• PROMPT
Every entry below must appear again, exactly as written.

• EXERCISE MATERIALS
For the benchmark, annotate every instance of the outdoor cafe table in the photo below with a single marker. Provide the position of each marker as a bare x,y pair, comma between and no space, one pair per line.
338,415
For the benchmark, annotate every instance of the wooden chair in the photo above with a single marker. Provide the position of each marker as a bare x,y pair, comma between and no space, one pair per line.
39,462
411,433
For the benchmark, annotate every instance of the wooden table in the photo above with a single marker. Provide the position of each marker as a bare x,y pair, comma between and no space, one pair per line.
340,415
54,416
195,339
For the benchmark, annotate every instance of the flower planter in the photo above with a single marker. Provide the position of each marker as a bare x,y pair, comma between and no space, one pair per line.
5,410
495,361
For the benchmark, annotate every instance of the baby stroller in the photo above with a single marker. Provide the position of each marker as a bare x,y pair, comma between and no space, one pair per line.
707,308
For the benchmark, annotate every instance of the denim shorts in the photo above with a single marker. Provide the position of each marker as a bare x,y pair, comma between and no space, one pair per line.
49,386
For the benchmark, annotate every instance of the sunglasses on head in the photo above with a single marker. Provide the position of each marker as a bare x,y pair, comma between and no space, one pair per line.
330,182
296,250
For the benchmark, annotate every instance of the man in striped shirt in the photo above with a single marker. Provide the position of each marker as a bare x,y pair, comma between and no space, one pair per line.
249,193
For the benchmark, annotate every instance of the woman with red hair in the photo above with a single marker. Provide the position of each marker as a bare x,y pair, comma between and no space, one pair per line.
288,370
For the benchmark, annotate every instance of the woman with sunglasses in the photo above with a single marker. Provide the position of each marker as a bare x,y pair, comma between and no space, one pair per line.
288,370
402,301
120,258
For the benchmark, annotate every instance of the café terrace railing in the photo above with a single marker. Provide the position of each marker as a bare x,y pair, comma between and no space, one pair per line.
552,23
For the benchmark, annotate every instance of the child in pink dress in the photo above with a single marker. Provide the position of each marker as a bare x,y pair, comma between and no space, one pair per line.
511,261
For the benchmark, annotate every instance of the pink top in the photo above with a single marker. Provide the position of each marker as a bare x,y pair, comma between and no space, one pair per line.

• SOLUTION FOR THIS PROBLEM
For the benchmark, annotate every instance of the outdoor cafe table in the photo below with a single marker. Provide the position of each marker as a bare x,y pair, comma between and no space, one pair per line.
338,415
For the benchmark, annotate every instance of the wooden chair in the photo above with a single marker. Provide the position of each marker as a bare x,y pair, comma between and no space, one pair per line.
39,462
411,433
For the benchmark, annotate every instance of the wooden table in the photo above with a single marker. Provide the position of each marker as a bare x,y pair, comma between and no space, one pair per line.
340,415
54,416
195,339
For the benchmark, annotate every instance of the flower planter in the photo above with a single marker. Provide the position of each marker as a bare x,y pair, comma between and no space, one pair per line.
5,410
495,361
For the benchmark, annotate every instance of the baby stroller in the photo above with a single marker. Provide the position of each marker as a bare x,y pair, comma between and no space, one pair per line.
707,308
For the benchmark, annotate every instance of the denim shorts in the photo above with a single marker. Provide the position of each marker as a bare x,y pair, comma between and no space, one pair per line.
49,386
For the benchmark, annotate every instance of the sunglasses on head in the photo above with a single marker. Provide the position of each marker as a bare x,y pair, comma between and no space, one pair per line.
330,182
296,250
For the benchmark, annotate every instance of the man in striped shirt in the photo above with a single marker. Provide the position of each marker as a bare x,y pair, comma between and no space, one pair per line.
249,193
For the benchmark, annotate every instance of the woman with red hair in the photo above with a single marker. Provide the position of each marker as a bare x,y pair, comma between and no space, one pair per line.
288,370
For the benchmark, annotate every instance of the woman with sunglasses in the photo above with a single marker. Provide the position of each marker as a bare x,y pair, comma between and no space, one pair per line.
288,370
402,301
120,258
For the benchmark, annotate every instance of the café terrace railing in the photo above with a single marker. Provide the position of each marker as a bare x,y pair, comma between and no space, one pair per line.
552,23
For the benchmark, annotate every instance of the child in pink dress in the photo above with a single marker. Provide the position of each marker as a bare x,y pair, comma between and no space, one pair per line.
511,261
For the benchmark, annotate every instance of the pink top in the photo above with a single marker. Provide the position of each marker as a bare x,y pair, comma between and no space, one pair per line.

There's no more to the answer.